• _TASK REQUIREMENTS_
Rewrite the records below, replacing "earns one point" with "receives one mark" everywhere it occurs and leaving everything else unchanged.

-=-=-=-=-

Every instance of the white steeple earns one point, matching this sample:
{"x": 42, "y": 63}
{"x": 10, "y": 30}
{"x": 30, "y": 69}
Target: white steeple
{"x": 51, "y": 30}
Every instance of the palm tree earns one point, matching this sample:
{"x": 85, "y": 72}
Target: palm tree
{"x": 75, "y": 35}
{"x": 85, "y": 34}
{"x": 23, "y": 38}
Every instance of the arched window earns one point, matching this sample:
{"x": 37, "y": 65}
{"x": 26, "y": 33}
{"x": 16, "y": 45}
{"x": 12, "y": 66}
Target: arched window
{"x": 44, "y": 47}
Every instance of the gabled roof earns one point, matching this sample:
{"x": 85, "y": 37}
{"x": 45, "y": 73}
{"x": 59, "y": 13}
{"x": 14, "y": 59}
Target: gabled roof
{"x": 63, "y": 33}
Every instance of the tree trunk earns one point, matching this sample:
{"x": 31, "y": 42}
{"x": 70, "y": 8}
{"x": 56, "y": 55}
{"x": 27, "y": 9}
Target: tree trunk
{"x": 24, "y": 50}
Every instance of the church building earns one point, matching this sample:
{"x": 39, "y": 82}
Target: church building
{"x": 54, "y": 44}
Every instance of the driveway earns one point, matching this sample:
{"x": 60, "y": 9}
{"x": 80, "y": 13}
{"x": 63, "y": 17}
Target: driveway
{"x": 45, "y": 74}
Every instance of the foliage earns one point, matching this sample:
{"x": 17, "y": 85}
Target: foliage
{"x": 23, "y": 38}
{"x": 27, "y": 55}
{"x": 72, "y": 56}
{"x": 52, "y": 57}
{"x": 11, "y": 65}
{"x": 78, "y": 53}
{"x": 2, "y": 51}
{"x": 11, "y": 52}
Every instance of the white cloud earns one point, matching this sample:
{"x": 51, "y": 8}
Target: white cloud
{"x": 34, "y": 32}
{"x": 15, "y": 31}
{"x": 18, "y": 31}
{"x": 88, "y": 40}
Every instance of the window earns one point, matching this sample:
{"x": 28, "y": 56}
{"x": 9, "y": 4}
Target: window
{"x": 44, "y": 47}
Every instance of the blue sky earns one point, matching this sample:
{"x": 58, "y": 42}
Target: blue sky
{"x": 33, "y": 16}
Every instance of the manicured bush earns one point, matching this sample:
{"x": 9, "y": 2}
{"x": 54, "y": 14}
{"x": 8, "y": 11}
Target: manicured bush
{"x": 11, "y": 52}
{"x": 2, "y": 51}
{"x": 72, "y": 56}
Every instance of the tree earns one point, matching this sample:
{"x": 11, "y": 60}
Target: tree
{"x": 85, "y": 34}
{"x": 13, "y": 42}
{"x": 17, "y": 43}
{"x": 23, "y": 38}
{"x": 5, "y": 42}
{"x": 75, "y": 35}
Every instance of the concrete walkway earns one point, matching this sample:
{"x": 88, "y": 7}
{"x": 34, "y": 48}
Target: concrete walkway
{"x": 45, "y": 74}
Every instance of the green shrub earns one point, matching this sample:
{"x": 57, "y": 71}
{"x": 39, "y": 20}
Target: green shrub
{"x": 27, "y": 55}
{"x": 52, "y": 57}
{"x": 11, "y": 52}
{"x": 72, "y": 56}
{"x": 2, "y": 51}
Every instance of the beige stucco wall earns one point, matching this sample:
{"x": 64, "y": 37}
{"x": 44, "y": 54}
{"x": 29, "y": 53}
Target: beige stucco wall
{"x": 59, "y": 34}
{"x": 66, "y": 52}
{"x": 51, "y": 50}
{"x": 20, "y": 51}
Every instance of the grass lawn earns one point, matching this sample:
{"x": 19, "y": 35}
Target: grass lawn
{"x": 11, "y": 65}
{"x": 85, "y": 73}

-=-=-=-=-

• _ANSWER TO THIS EXERCISE_
Every instance of the white steeple receives one mark, matching this sample:
{"x": 42, "y": 63}
{"x": 10, "y": 30}
{"x": 30, "y": 69}
Target: white steeple
{"x": 51, "y": 30}
Every instance of the palm tree receives one mark, matching this sample:
{"x": 85, "y": 72}
Target: palm tree
{"x": 75, "y": 35}
{"x": 85, "y": 34}
{"x": 23, "y": 38}
Every instance of the arched window receives one mark, matching this sample:
{"x": 37, "y": 65}
{"x": 26, "y": 33}
{"x": 16, "y": 45}
{"x": 12, "y": 66}
Target: arched window
{"x": 44, "y": 47}
Every instance of the gabled roof receives one mark, matching this sample:
{"x": 85, "y": 37}
{"x": 45, "y": 73}
{"x": 59, "y": 13}
{"x": 14, "y": 59}
Target: gabled roof
{"x": 63, "y": 33}
Every instance of the tree trunk receives one mark, matching this sample:
{"x": 31, "y": 42}
{"x": 70, "y": 8}
{"x": 56, "y": 55}
{"x": 27, "y": 9}
Target: tree trunk
{"x": 24, "y": 50}
Every instance of the church building receives one mark, matching this sample:
{"x": 39, "y": 82}
Target: church building
{"x": 54, "y": 44}
Every instance of the driveway receives one mark, matching this sample:
{"x": 60, "y": 9}
{"x": 80, "y": 13}
{"x": 63, "y": 17}
Target: driveway
{"x": 45, "y": 74}
Every instance of the foliage receives one mark, matching this sample:
{"x": 17, "y": 85}
Target: foliage
{"x": 23, "y": 38}
{"x": 27, "y": 55}
{"x": 72, "y": 56}
{"x": 52, "y": 57}
{"x": 11, "y": 65}
{"x": 78, "y": 53}
{"x": 2, "y": 51}
{"x": 11, "y": 52}
Every instance of the white cloud receives one mark, matching this sample:
{"x": 51, "y": 8}
Target: white cloud
{"x": 34, "y": 32}
{"x": 15, "y": 31}
{"x": 18, "y": 31}
{"x": 88, "y": 40}
Every instance of the window receives one mark, matching this sample:
{"x": 28, "y": 56}
{"x": 9, "y": 4}
Target: window
{"x": 44, "y": 47}
Every instance of the blue sky receives one mark, matching this sample:
{"x": 58, "y": 42}
Target: blue sky
{"x": 33, "y": 16}
Every instance of the manicured bush receives one mark, matching this sample:
{"x": 9, "y": 2}
{"x": 54, "y": 14}
{"x": 8, "y": 11}
Target: manicured bush
{"x": 11, "y": 52}
{"x": 2, "y": 51}
{"x": 72, "y": 56}
Every instance of the tree receives one mark, matching this sample:
{"x": 11, "y": 60}
Target: tree
{"x": 85, "y": 34}
{"x": 13, "y": 42}
{"x": 17, "y": 43}
{"x": 23, "y": 38}
{"x": 5, "y": 42}
{"x": 75, "y": 35}
Every instance of the concrete walkway receives one mark, matching this sample:
{"x": 88, "y": 7}
{"x": 34, "y": 48}
Target: concrete walkway
{"x": 45, "y": 74}
Every instance of the green shrub receives one mark, matching this sample:
{"x": 57, "y": 71}
{"x": 39, "y": 20}
Target: green shrub
{"x": 27, "y": 55}
{"x": 52, "y": 57}
{"x": 11, "y": 52}
{"x": 72, "y": 56}
{"x": 2, "y": 51}
Every instance of the beige stucco wall receives one mark, matching this sample:
{"x": 64, "y": 37}
{"x": 44, "y": 54}
{"x": 29, "y": 53}
Target: beige stucco wall
{"x": 59, "y": 34}
{"x": 66, "y": 52}
{"x": 51, "y": 50}
{"x": 20, "y": 51}
Every instance of the grass lawn receives one mark, matching this sample:
{"x": 19, "y": 35}
Target: grass lawn
{"x": 11, "y": 65}
{"x": 85, "y": 73}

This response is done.